### What you should do
Compute how many lines in the entries below contain "pink", and output nothing but the number.

### Data to process

_____

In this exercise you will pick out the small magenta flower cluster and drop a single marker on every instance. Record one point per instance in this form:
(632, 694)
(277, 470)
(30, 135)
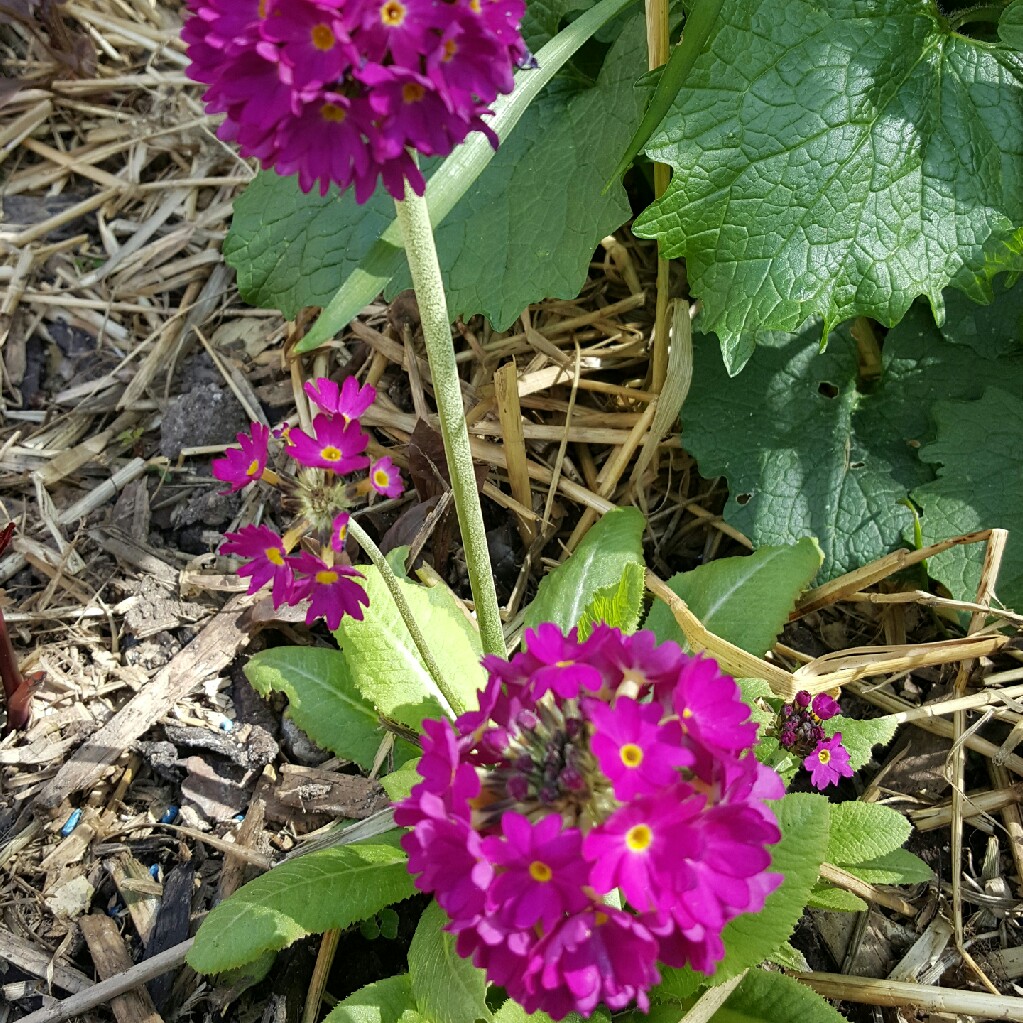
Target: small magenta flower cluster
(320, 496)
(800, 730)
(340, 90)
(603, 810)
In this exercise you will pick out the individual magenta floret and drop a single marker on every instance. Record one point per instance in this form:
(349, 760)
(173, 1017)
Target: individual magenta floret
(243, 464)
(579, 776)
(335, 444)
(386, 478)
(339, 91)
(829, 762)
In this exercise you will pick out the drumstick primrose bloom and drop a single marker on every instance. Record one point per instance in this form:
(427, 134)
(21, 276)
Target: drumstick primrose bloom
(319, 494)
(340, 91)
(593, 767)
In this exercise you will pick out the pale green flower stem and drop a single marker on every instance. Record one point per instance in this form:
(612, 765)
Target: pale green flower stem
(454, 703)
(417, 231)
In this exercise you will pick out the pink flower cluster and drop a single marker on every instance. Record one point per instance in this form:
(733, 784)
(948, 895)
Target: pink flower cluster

_____

### Solution to this task
2